* [Description of the task] Return the records below exactly; pictures stay out.

Saved entries
* * * * * * *

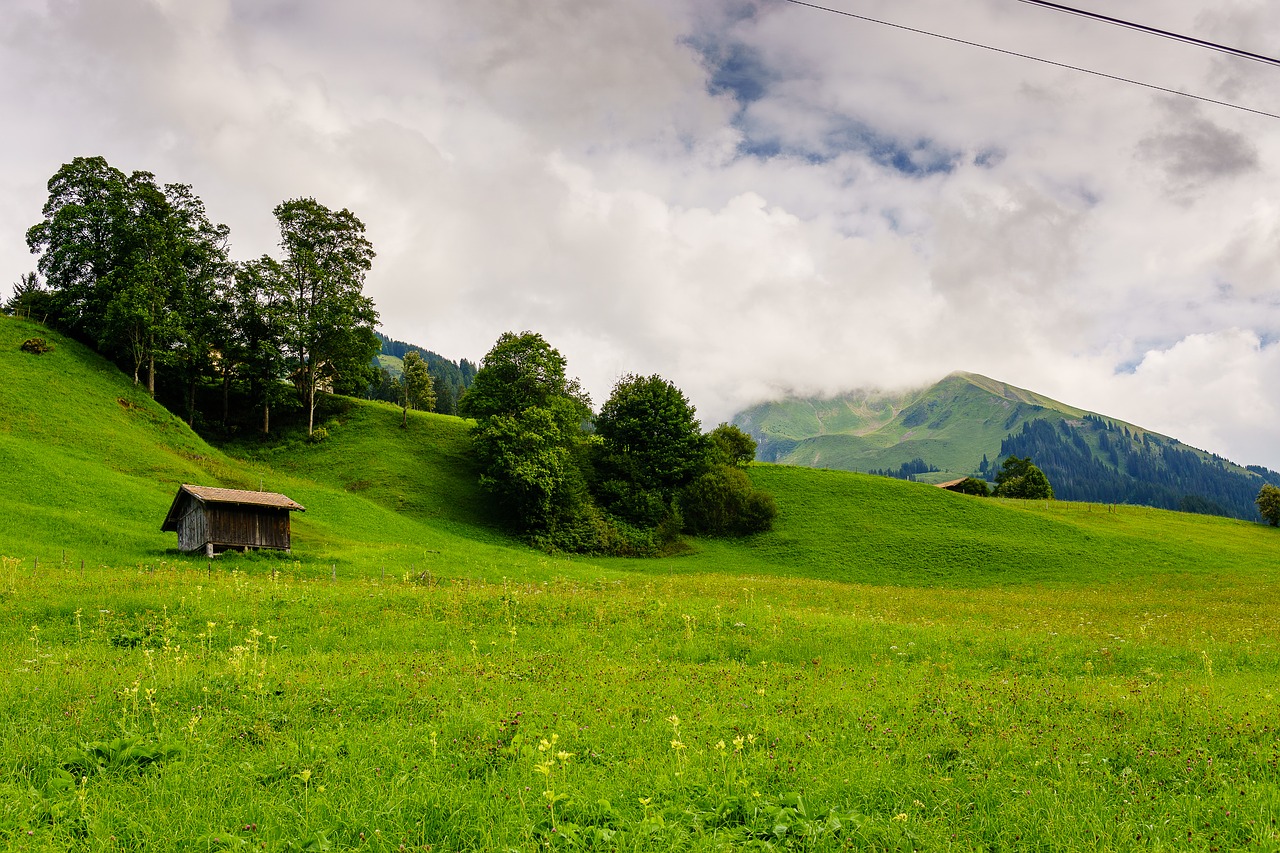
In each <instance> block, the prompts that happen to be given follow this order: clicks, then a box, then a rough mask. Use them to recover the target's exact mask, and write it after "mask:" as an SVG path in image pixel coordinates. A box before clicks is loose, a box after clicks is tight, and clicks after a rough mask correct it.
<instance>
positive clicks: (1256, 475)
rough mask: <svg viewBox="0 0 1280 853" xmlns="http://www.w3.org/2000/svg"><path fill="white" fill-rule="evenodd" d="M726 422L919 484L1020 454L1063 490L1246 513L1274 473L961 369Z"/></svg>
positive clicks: (981, 468) (819, 463) (1136, 501)
mask: <svg viewBox="0 0 1280 853" xmlns="http://www.w3.org/2000/svg"><path fill="white" fill-rule="evenodd" d="M733 423H735V424H737V425H739V427H741V428H744V429H746V430H748V432H750V433H751V434H753V435H754V437H755V438H756V441H758V442H759V453H758V457H759V459H762V460H764V461H776V462H783V464H788V465H803V466H809V467H829V469H837V470H849V471H867V473H877V474H888V475H891V476H902V478H910V479H918V480H922V482H929V483H941V482H945V480H950V479H955V478H960V476H979V478H984V479H988V480H991V479H993V478H995V473H996V470H998V460H1001V459H1004V457H1006V456H1010V455H1016V456H1030V457H1032V459H1033V460H1034V461H1036V464H1037V465H1039V466H1041V467H1042V469H1044V473H1046V474H1047V475H1048V478H1050V480H1051V482H1052V484H1053V488H1055V492H1056V494H1057V496H1059V497H1060V498H1065V500H1070V501H1100V502H1110V503H1137V505H1144V506H1155V507H1162V508H1170V510H1184V511H1194V512H1206V514H1211V515H1226V516H1234V517H1239V519H1248V520H1257V517H1258V516H1257V507H1256V506H1254V505H1253V498H1254V497H1256V496H1257V492H1258V489H1260V488H1261V485H1262V483H1265V482H1268V480H1270V482H1275V483H1280V474H1276V473H1275V471H1267V470H1266V469H1244V467H1240V466H1239V465H1234V464H1231V462H1229V461H1228V460H1225V459H1221V457H1219V456H1216V455H1211V453H1207V452H1204V451H1201V450H1197V448H1192V447H1188V446H1185V444H1183V443H1181V442H1179V441H1178V439H1175V438H1170V437H1167V435H1161V434H1158V433H1153V432H1151V430H1147V429H1143V428H1142V427H1138V425H1134V424H1128V423H1125V421H1120V420H1116V419H1112V418H1106V416H1103V415H1097V414H1094V412H1087V411H1085V410H1083V409H1078V407H1075V406H1069V405H1066V403H1061V402H1059V401H1056V400H1051V398H1048V397H1044V396H1043V394H1037V393H1034V392H1030V391H1027V389H1024V388H1016V387H1014V386H1010V384H1007V383H1002V382H997V380H995V379H988V378H987V377H980V375H977V374H968V373H954V374H951V375H950V377H947V378H945V379H943V380H941V382H940V383H937V384H934V386H932V387H929V388H924V389H919V391H914V392H908V393H902V394H869V393H867V392H856V393H852V394H846V396H842V397H836V398H832V400H813V398H810V400H786V401H781V402H773V403H762V405H758V406H754V407H751V409H748V410H746V411H744V412H741V414H740V415H737V416H736V418H735V419H733Z"/></svg>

* * * * * * *

* [Answer to this task]
In each <instance> block, the prompts that happen to be given follow this order: clicks, then a box, then a rough mask. Use them to recover the target's exact mask, and write it after "mask:" as an SVG path in image pixel coordinates. A box before clicks is loose, a box after clicks is tight, and clicks after a rough mask correct it.
<instance>
positive clicks: (1256, 475)
rough mask: <svg viewBox="0 0 1280 853" xmlns="http://www.w3.org/2000/svg"><path fill="white" fill-rule="evenodd" d="M726 422L919 484L1020 454L1063 490L1246 513L1274 473L961 369Z"/></svg>
positive clicks: (981, 468) (819, 463) (1136, 501)
mask: <svg viewBox="0 0 1280 853" xmlns="http://www.w3.org/2000/svg"><path fill="white" fill-rule="evenodd" d="M733 423H735V424H737V425H739V427H741V428H744V429H746V430H748V432H750V433H751V434H753V435H754V437H755V438H756V441H758V442H759V453H758V457H759V459H762V460H764V461H776V462H783V464H788V465H803V466H809V467H829V469H837V470H849V471H867V473H877V474H888V475H891V476H902V478H910V479H918V480H922V482H929V483H941V482H945V480H950V479H955V478H960V476H979V478H984V479H988V480H991V479H993V478H995V473H996V470H998V460H1001V459H1004V457H1006V456H1010V455H1016V456H1030V457H1032V459H1033V460H1034V461H1036V464H1037V465H1039V466H1041V467H1042V469H1044V473H1046V474H1047V475H1048V478H1050V480H1051V482H1052V484H1053V488H1055V492H1056V494H1057V496H1059V497H1060V498H1065V500H1070V501H1100V502H1110V503H1137V505H1144V506H1155V507H1162V508H1170V510H1184V511H1194V512H1206V514H1211V515H1226V516H1234V517H1239V519H1248V520H1257V517H1258V516H1257V507H1256V506H1254V505H1253V498H1254V497H1256V496H1257V492H1258V489H1260V488H1261V485H1262V483H1265V482H1268V480H1270V482H1275V483H1280V474H1276V473H1275V471H1267V470H1266V469H1244V467H1240V466H1239V465H1234V464H1231V462H1229V461H1228V460H1225V459H1221V457H1219V456H1216V455H1211V453H1207V452H1204V451H1201V450H1197V448H1192V447H1188V446H1185V444H1183V443H1181V442H1179V441H1178V439H1175V438H1170V437H1167V435H1161V434H1158V433H1153V432H1151V430H1147V429H1143V428H1142V427H1138V425H1134V424H1128V423H1125V421H1120V420H1116V419H1112V418H1106V416H1103V415H1097V414H1094V412H1087V411H1085V410H1083V409H1078V407H1075V406H1069V405H1066V403H1061V402H1059V401H1056V400H1051V398H1048V397H1044V396H1043V394H1037V393H1034V392H1030V391H1027V389H1024V388H1016V387H1014V386H1010V384H1007V383H1002V382H997V380H995V379H988V378H987V377H980V375H977V374H968V373H954V374H951V375H950V377H947V378H945V379H943V380H941V382H940V383H937V384H934V386H932V387H929V388H924V389H919V391H914V392H908V393H902V394H869V393H867V392H856V393H852V394H846V396H842V397H836V398H832V400H813V398H810V400H786V401H781V402H773V403H762V405H758V406H754V407H751V409H748V410H746V411H744V412H741V414H740V415H737V416H736V418H735V419H733Z"/></svg>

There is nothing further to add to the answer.